#### Page extract

# pulling SES codes from a 2000 SE?



## thickstout (Mar 31, 2004)

Anyone have a procedure for doing this? The service engine soon light came on a few days ago. I don't want to visit the dealer if it's something I can fix and Im not near an autozone...


----------



## e34bmw_a33max (Aug 6, 2003)

thickstout said:


> Anyone have a procedure for doing this? The service engine soon light came on a few days ago. I don't want to visit the dealer if it's something I can fix and Im not near an autozone...



try this.
http://vbxmaxima.8m.com/ecu.html


----------



## thickstout (Mar 31, 2004)

e34bmw_a33max said:


> try this.
> http://vbxmaxima.8m.com/ecu.html


I removed the panel on my car and the box looks the same but unfortunately there is no sticker and no screw. I have 2 holes there with nothing behind them.

thanks anyways.


----------



## LatinMax (Feb 23, 2003)

thickstout said:


> Anyone have a procedure for doing this? The service engine soon light came on a few days ago. I don't want to visit the dealer if it's something I can fix and Im not near an autozone...


You can not pull codes on your car without a reader. 2000-2001 does not have that feature.


----------



## vuugti (May 12, 2004)

LatinMax said:


> You can not pull codes on your car without a reader. 2000-2001 does not have that feature.


Thanks a million, time to sell this ride. I do appreciate the input.

:thumbup:


----------

########

[Exercise prompt]: Reproduce the forum thread above on pulling service engine soon codes from a 2000 SE in full, word for word, keeping every line as it appears.

#### Entries provided

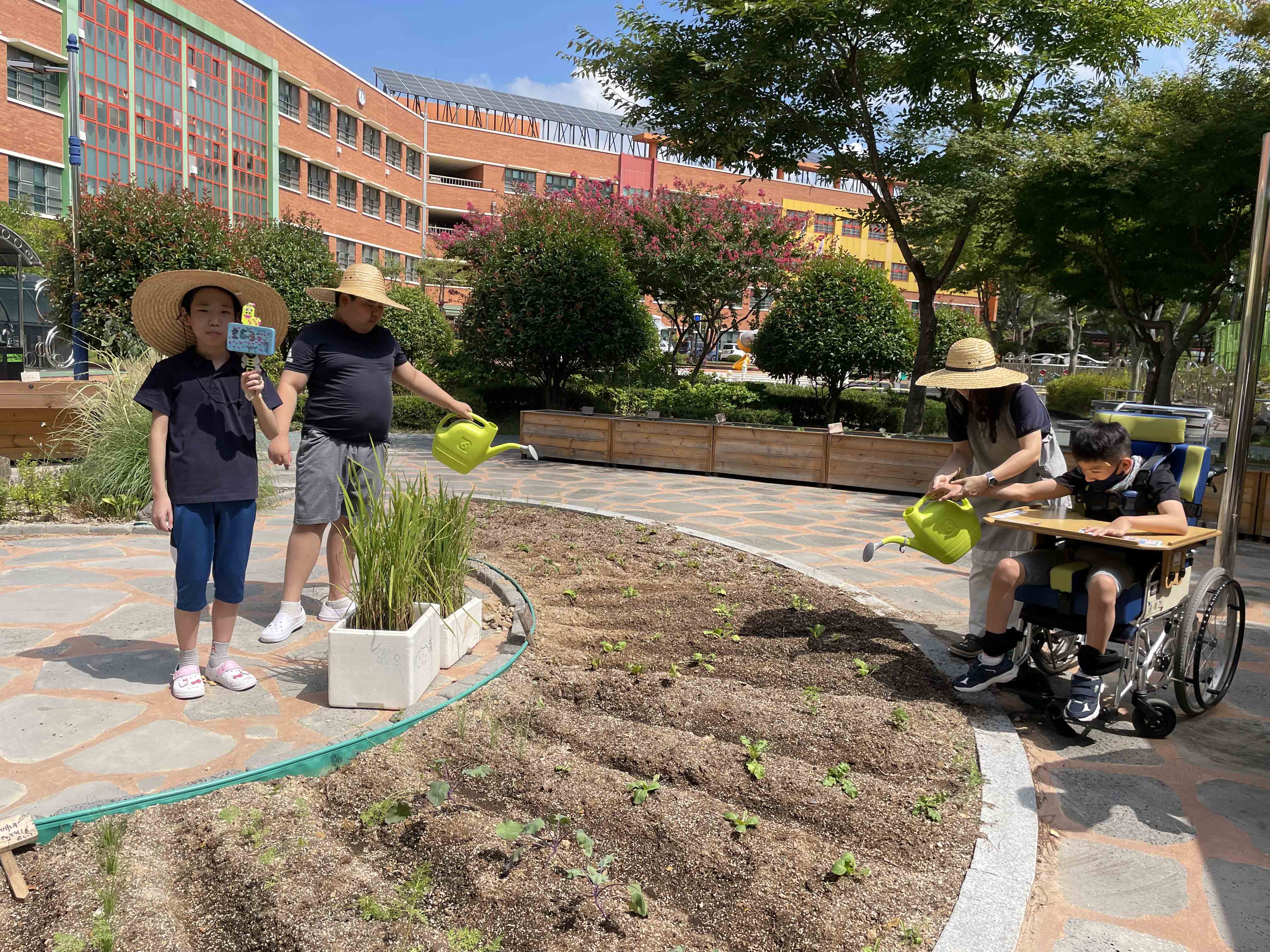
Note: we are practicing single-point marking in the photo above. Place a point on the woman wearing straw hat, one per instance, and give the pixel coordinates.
(350, 365)
(203, 451)
(1001, 434)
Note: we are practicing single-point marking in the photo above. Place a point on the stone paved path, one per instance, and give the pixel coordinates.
(1156, 846)
(87, 650)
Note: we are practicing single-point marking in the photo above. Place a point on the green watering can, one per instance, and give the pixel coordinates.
(464, 445)
(940, 529)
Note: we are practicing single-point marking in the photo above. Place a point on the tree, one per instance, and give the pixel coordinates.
(552, 298)
(1148, 207)
(839, 318)
(920, 101)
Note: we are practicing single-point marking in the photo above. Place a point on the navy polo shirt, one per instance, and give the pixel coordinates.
(211, 427)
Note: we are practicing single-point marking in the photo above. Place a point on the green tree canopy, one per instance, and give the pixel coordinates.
(838, 319)
(920, 101)
(552, 298)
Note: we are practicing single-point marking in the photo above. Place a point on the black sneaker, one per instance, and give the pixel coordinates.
(982, 676)
(968, 648)
(1086, 699)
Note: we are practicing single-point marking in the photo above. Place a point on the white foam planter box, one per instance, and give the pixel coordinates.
(384, 669)
(460, 631)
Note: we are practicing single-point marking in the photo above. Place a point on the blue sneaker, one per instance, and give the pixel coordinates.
(982, 676)
(1086, 699)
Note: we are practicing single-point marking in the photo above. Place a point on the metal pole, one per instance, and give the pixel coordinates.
(1244, 407)
(75, 154)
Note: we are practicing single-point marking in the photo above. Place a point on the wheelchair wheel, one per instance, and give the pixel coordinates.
(1055, 652)
(1211, 642)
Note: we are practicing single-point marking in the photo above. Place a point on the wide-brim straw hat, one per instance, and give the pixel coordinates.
(972, 365)
(157, 306)
(363, 281)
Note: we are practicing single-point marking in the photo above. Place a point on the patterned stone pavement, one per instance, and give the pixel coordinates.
(1148, 846)
(87, 650)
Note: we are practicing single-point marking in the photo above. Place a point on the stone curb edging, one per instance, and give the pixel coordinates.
(994, 900)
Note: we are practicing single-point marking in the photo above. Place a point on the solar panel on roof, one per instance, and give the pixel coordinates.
(463, 94)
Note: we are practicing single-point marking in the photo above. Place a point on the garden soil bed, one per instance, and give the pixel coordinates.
(564, 732)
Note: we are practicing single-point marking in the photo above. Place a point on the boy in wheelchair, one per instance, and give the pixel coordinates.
(1128, 494)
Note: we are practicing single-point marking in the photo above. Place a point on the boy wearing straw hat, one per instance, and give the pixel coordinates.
(350, 364)
(205, 408)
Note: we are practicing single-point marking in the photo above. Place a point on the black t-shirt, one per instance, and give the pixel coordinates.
(350, 380)
(1025, 409)
(211, 427)
(1161, 484)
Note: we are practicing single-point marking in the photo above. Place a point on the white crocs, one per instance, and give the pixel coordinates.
(283, 627)
(232, 676)
(187, 683)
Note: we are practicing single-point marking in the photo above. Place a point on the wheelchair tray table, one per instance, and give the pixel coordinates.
(1030, 520)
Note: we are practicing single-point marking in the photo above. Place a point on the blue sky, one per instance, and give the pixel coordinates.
(496, 44)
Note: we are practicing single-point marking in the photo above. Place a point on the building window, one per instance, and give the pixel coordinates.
(37, 186)
(43, 89)
(319, 115)
(346, 192)
(105, 94)
(289, 172)
(251, 150)
(209, 124)
(520, 181)
(346, 129)
(157, 101)
(561, 183)
(346, 253)
(289, 99)
(319, 183)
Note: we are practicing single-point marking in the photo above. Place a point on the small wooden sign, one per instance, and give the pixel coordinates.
(16, 832)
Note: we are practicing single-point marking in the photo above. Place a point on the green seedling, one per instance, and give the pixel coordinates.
(755, 751)
(900, 719)
(838, 777)
(928, 807)
(848, 866)
(741, 823)
(641, 790)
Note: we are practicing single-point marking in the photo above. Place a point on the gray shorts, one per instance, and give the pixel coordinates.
(1038, 563)
(326, 466)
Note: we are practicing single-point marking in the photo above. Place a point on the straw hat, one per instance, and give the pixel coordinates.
(972, 365)
(157, 306)
(363, 281)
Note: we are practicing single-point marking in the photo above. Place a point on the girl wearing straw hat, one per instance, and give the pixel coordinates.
(350, 365)
(205, 408)
(1001, 434)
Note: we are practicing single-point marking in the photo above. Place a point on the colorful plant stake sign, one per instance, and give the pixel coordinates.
(16, 832)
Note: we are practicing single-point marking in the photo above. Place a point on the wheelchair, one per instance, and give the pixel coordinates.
(1169, 629)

########

[Solved problem]:
# pulling SES codes from a 2000 SE?



## thickstout (Mar 31, 2004)

Anyone have a procedure for doing this? The service engine soon light came on a few days ago. I don't want to visit the dealer if it's something I can fix and Im not near an autozone...


----------



## e34bmw_a33max (Aug 6, 2003)

thickstout said:


> Anyone have a procedure for doing this? The service engine soon light came on a few days ago. I don't want to visit the dealer if it's something I can fix and Im not near an autozone...



try this.
http://vbxmaxima.8m.com/ecu.html


----------



## thickstout (Mar 31, 2004)

e34bmw_a33max said:


> try this.
> http://vbxmaxima.8m.com/ecu.html


I removed the panel on my car and the box looks the same but unfortunately there is no sticker and no screw. I have 2 holes there with nothing behind them.

thanks anyways.


----------



## LatinMax (Feb 23, 2003)

thickstout said:


> Anyone have a procedure for doing this? The service engine soon light came on a few days ago. I don't want to visit the dealer if it's something I can fix and Im not near an autozone...


You can not pull codes on your car without a reader. 2000-2001 does not have that feature.


----------



## vuugti (May 12, 2004)

LatinMax said:


> You can not pull codes on your car without a reader. 2000-2001 does not have that feature.


Thanks a million, time to sell this ride. I do appreciate the input.

:thumbup:


----------